Task description
Count the lines below that contain the string "leaf", treating uppercase and lowercase as different. Reply with only the number.

## Begin

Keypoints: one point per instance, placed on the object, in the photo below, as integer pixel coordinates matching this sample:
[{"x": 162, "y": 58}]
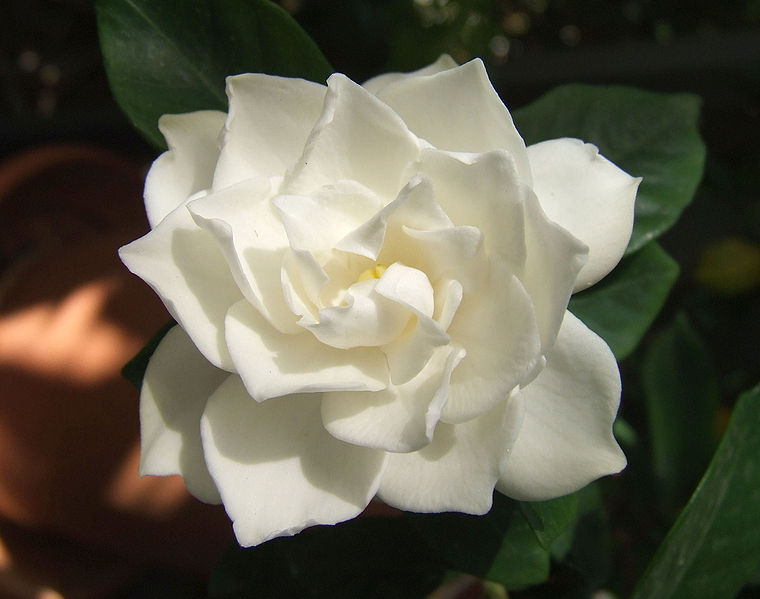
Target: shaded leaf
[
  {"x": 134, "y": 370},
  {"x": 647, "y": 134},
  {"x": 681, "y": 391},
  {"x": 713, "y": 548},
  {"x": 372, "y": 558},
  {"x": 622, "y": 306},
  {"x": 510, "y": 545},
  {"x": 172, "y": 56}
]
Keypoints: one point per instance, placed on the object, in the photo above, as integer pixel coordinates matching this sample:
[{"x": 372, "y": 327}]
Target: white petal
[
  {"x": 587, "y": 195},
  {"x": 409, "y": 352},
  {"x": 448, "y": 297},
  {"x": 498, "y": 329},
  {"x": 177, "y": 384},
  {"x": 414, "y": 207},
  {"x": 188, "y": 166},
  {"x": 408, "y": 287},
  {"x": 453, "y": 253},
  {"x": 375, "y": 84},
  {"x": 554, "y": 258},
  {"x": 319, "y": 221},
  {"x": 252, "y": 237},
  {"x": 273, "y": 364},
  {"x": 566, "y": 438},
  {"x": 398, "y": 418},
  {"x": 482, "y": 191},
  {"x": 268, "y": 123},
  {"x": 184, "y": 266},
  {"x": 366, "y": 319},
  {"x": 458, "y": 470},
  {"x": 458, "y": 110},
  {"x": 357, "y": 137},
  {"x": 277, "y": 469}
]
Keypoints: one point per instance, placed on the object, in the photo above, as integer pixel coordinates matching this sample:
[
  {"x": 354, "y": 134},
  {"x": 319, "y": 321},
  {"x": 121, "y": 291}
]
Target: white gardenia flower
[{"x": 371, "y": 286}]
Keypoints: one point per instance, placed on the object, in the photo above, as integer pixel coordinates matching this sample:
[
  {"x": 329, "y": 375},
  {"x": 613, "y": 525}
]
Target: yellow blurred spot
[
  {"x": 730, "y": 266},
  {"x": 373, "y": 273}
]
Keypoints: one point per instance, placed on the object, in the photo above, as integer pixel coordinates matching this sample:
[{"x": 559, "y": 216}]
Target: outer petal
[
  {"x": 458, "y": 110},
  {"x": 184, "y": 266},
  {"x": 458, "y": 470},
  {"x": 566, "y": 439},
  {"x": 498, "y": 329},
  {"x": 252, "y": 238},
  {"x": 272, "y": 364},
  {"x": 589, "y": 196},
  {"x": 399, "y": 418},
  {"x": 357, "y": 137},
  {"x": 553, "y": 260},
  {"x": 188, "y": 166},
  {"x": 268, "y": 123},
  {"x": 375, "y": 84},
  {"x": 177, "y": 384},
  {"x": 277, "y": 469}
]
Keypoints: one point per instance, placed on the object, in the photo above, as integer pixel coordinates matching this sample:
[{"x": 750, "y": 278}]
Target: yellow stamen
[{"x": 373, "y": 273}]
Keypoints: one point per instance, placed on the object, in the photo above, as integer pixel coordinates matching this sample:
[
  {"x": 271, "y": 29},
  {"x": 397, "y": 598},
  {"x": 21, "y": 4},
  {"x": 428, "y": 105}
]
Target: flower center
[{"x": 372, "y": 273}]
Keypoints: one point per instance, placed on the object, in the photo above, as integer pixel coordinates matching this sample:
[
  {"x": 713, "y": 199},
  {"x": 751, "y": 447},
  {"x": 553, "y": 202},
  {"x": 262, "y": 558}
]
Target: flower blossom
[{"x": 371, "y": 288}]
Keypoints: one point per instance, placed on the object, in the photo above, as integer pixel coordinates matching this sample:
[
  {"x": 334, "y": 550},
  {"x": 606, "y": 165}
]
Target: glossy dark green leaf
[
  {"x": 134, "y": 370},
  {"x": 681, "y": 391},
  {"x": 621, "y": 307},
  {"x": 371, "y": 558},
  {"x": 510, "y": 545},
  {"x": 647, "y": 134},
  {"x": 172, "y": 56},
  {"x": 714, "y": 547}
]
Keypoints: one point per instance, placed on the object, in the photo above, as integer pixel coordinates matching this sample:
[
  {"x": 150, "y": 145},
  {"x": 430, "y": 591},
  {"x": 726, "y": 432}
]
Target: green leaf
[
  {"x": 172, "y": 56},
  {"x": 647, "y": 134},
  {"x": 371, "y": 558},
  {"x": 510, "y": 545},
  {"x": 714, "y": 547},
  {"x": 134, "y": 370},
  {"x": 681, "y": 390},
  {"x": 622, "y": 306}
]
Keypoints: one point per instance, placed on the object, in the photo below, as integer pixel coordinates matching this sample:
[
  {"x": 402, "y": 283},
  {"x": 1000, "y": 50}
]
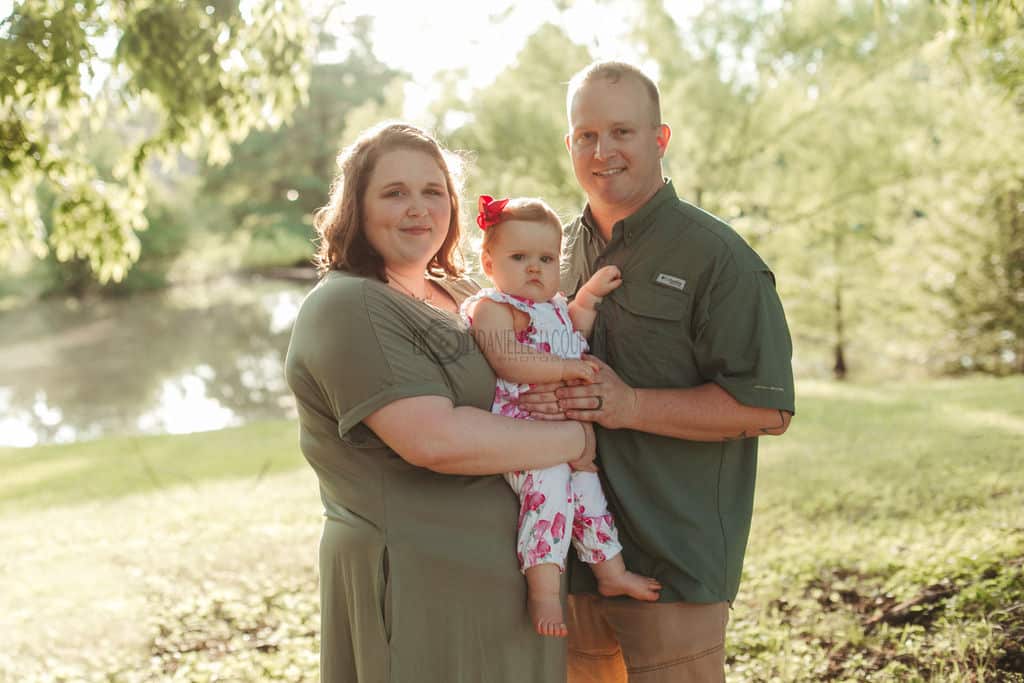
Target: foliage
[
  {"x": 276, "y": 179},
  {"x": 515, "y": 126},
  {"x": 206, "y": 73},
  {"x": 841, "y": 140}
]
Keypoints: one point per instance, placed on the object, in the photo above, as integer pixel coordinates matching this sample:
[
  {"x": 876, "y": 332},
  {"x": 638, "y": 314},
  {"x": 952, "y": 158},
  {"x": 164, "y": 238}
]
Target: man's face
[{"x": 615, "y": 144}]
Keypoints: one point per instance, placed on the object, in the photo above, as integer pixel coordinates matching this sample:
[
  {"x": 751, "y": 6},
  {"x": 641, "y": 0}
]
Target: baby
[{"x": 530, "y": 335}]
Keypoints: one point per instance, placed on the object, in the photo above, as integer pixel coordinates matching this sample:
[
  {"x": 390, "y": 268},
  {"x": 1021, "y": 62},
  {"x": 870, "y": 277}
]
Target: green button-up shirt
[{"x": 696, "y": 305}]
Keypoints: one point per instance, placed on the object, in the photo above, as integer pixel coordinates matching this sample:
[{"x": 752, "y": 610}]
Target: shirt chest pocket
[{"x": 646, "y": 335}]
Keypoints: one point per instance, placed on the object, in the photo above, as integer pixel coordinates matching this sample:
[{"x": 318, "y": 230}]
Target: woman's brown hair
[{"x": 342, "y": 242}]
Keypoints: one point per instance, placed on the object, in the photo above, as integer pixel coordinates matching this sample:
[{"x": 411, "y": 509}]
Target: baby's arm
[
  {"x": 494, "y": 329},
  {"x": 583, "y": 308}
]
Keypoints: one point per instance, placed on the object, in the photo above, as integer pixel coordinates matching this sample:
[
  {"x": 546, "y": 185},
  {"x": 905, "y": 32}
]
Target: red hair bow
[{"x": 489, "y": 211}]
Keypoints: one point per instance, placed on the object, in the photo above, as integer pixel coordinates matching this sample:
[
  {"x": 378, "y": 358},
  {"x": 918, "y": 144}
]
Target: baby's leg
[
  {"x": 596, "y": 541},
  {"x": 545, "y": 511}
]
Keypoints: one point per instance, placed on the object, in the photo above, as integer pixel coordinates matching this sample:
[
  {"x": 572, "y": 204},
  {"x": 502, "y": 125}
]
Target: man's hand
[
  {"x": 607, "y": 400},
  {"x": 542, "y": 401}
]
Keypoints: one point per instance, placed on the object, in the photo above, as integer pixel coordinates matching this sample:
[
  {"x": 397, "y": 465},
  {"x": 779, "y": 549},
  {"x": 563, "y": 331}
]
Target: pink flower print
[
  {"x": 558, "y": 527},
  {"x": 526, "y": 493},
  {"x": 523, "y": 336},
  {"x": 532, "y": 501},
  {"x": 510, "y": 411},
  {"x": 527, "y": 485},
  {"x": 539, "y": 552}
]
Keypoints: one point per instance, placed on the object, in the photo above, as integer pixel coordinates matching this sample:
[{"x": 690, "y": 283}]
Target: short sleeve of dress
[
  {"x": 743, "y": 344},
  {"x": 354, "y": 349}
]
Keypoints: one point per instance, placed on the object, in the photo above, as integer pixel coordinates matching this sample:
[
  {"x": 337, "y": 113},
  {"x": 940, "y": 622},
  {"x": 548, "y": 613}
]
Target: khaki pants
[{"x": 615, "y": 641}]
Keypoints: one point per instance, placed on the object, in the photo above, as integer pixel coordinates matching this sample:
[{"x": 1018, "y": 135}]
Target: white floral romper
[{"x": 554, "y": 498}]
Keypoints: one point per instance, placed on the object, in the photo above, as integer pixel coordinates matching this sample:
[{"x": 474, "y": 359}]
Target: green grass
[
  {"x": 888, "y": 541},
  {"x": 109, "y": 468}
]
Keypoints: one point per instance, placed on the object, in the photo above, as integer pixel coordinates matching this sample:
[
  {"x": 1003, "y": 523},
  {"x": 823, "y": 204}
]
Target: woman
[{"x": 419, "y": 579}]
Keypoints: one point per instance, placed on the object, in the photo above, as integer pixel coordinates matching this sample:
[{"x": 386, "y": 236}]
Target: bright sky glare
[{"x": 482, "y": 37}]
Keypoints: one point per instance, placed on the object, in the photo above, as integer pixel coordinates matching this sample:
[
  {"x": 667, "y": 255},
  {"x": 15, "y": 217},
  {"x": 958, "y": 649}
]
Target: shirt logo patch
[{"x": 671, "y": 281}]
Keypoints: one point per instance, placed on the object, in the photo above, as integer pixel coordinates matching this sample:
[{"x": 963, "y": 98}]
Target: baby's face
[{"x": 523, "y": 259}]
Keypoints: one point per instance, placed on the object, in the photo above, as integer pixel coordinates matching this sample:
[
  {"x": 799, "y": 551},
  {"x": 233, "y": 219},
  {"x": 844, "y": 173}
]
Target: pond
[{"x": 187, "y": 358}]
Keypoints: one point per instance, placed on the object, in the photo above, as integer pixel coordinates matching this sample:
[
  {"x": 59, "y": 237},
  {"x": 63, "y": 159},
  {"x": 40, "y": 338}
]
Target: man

## End

Task answer
3